**SELECTED TEXT:**
____________________

Institution details
European Bank for Reconstruction and Development (EBRD) (EBRD)
Key facts
- Established in 1991
- Ownership: Public
- One Exchange Square
- None
- http://www.ebrd.com/home
Latest update: 03/12/2021
rating type | rating agency | type | rating |
---|---|---|---|
Institution rating | S&P | Foreign currency | AAA |
Products
- Loans
- Equity
- Trade Facilitation Program
Loans
- EBRD loans to private sector projects range from EUR 3 million to EUR 250 million; the average amount is EUR 25 million
- Basis for a loan is the expected cash flow of the project and the ability of the client to repay the loan over the agreed period
- Fixed or floating-rate: Fixed-rate basis linked to a floating rate such as LIBOR; floating-rate basis with a cap or a collar
- Senior, subordinated, mezzanine, or convertible debt
- Denominated in major foreign or local currencies
- Short- to long-term maturities up to 10 years
- Project-specific grace periods may be incorporated
- Fees:
- Front-end commission (paid upfront)
- Commitment fee (payable on the committed but undisbursed loan amount)

____________________

Items from a data source:
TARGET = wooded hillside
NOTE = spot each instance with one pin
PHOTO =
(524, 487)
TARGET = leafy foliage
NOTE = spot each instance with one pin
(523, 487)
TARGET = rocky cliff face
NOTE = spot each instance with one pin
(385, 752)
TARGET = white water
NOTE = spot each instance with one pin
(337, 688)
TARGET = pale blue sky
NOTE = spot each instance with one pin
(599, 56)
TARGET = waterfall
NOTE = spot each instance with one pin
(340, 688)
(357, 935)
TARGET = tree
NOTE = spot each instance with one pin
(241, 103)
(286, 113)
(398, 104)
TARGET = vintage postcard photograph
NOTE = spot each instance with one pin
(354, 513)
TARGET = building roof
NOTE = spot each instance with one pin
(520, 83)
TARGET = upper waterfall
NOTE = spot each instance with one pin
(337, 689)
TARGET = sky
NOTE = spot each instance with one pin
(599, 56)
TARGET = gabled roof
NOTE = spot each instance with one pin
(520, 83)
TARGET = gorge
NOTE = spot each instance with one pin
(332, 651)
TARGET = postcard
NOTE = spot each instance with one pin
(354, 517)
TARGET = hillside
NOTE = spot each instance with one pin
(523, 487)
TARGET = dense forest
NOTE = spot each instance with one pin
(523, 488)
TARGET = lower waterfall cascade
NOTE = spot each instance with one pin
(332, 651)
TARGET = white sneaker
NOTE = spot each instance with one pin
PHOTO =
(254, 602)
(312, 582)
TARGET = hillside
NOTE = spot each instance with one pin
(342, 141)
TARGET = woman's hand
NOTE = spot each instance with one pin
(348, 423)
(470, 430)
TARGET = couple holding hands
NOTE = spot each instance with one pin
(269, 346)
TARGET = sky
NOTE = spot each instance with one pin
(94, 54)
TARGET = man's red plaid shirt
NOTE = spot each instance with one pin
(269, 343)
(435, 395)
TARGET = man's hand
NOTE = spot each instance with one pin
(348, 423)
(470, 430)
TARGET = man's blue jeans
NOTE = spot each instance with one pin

____________________

**REQUIRED TASK A:**
Answer these questions using the EBRD profile:
(i) In what year was the institution established?
(ii) What rating does S&P give it for foreign currency?
(iii) Up to how many years can loan maturities run?
**REQUIRED TASK B:**
Please change "hillside" to "slope" in the rows from the line with "TARGET = dense forest" through the end of the rows, and return only those lines with nothing else altered.

**CORRECT ANSWER A:**
(i) 1991
(ii) AAA
(iii) 10 years

**CORRECT ANSWER B:**
TARGET = dense forest
NOTE = spot each instance with one pin
(523, 488)
TARGET = lower waterfall cascade
NOTE = spot each instance with one pin
(332, 651)
TARGET = white sneaker
NOTE = spot each instance with one pin
PHOTO =
(254, 602)
(312, 582)
TARGET = slope
NOTE = spot each instance with one pin
(342, 141)
TARGET = woman's hand
NOTE = spot each instance with one pin
(348, 423)
(470, 430)
TARGET = couple holding hands
NOTE = spot each instance with one pin
(269, 346)
TARGET = sky
NOTE = spot each instance with one pin
(94, 54)
TARGET = man's red plaid shirt
NOTE = spot each instance with one pin
(269, 343)
(435, 395)
TARGET = man's hand
NOTE = spot each instance with one pin
(348, 423)
(470, 430)
TARGET = man's blue jeans
NOTE = spot each instance with one pin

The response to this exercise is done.